**GIVEN PROBLEM 1**
In the excerpt on pumping stations and the dichotomy approach, what abbreviation is used for the dichotomy approach?

**SOURCE EXTRACT**
===============
3.2.7. Pump Number Constraint

The quantity of operating pump unit n in the pumping station should be no more than the quantity M of machines installed in the pumping station:

$$n_i\le M_i$$

(16)

4. Solution Methods

4.1. Optimization Algorithm

4.1.1. Dichotomy Approach

The dichotomy approach (abbreviating as DA) is a commonly used computational method that introduces the dichotomy into the approaching iterative search as follows:

(1)

For variable x ∈ [a, b], divide the definitional domain into n equal parts.

(2)

For interval step Δx = (b − a)/n, x_i = a + iΔx (I = 0, 1, 2, …, n).

(3)

Calculate the values of function f(x_i) and obtain the minimum f_min(x_i).

(4)

If the minimum value locates boundary point x_i (I = 0 or n), take the midpoint of the boundary domain and calculate its function value, compare it with the current minimum value, and identify the points x* with the minimum function value. Otherwise, take the midpoint x′ = (x_i−1 + x_i)/2 and x″ =(x_i + x_i+1)/2 of interval [x_i−1, x_i] and [x_i, x_i+1] respectively, then calculate f(x′) and f(x″), and compare them with f(x_i) to get the minimum points x*.

(5)
===============
**PROVIDED DATA**
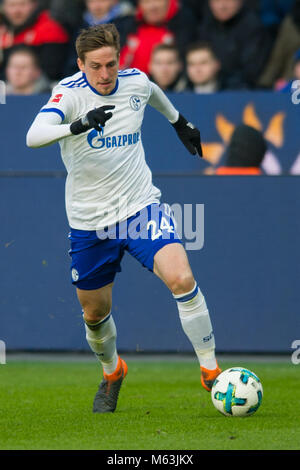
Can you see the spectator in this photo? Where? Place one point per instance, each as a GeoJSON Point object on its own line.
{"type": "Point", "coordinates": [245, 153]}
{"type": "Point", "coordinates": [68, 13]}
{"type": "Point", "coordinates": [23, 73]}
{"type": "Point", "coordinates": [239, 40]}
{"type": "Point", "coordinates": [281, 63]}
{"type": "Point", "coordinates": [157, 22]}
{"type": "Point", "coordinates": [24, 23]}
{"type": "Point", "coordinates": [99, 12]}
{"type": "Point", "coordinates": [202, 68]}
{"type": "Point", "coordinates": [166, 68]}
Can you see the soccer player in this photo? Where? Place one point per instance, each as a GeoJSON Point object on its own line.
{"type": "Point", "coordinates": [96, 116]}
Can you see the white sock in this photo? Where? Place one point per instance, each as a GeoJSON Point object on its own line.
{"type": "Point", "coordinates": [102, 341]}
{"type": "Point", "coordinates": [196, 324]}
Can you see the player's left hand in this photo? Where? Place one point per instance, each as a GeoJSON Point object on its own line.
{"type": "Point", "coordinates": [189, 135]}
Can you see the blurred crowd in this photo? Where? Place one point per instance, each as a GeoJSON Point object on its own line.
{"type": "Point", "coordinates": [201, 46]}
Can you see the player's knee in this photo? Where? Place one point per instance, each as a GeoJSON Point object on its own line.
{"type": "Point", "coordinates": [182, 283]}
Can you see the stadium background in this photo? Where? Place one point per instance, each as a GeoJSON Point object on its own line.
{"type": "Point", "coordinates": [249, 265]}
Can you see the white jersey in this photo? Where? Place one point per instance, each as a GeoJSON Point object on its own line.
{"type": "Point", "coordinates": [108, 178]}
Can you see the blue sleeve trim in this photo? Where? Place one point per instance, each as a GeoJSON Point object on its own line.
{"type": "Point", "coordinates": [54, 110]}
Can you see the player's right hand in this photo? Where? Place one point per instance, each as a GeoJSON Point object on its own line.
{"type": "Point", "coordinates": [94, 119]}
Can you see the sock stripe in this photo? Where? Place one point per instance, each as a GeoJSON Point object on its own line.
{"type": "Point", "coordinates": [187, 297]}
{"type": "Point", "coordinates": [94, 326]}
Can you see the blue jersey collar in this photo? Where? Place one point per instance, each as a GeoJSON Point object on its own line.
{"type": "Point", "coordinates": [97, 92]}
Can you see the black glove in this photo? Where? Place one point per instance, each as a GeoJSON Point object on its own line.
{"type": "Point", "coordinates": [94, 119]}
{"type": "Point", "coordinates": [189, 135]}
===============
**GIVEN PROBLEM 2**
Please turn the records into a JSON list of strings, one string per line and blank lines left out, beginning at the line that has "Can you see the black" and stopping after the last line of the records.

**EXERCISE SOLUTION 1**
DA

**EXERCISE SOLUTION 2**
[
  "Can you see the black glove in this photo? Where? Place one point per instance, each as a GeoJSON Point object on its own line.",
  "{\"type\": \"Point\", \"coordinates\": [94, 119]}",
  "{\"type\": \"Point\", \"coordinates\": [189, 135]}"
]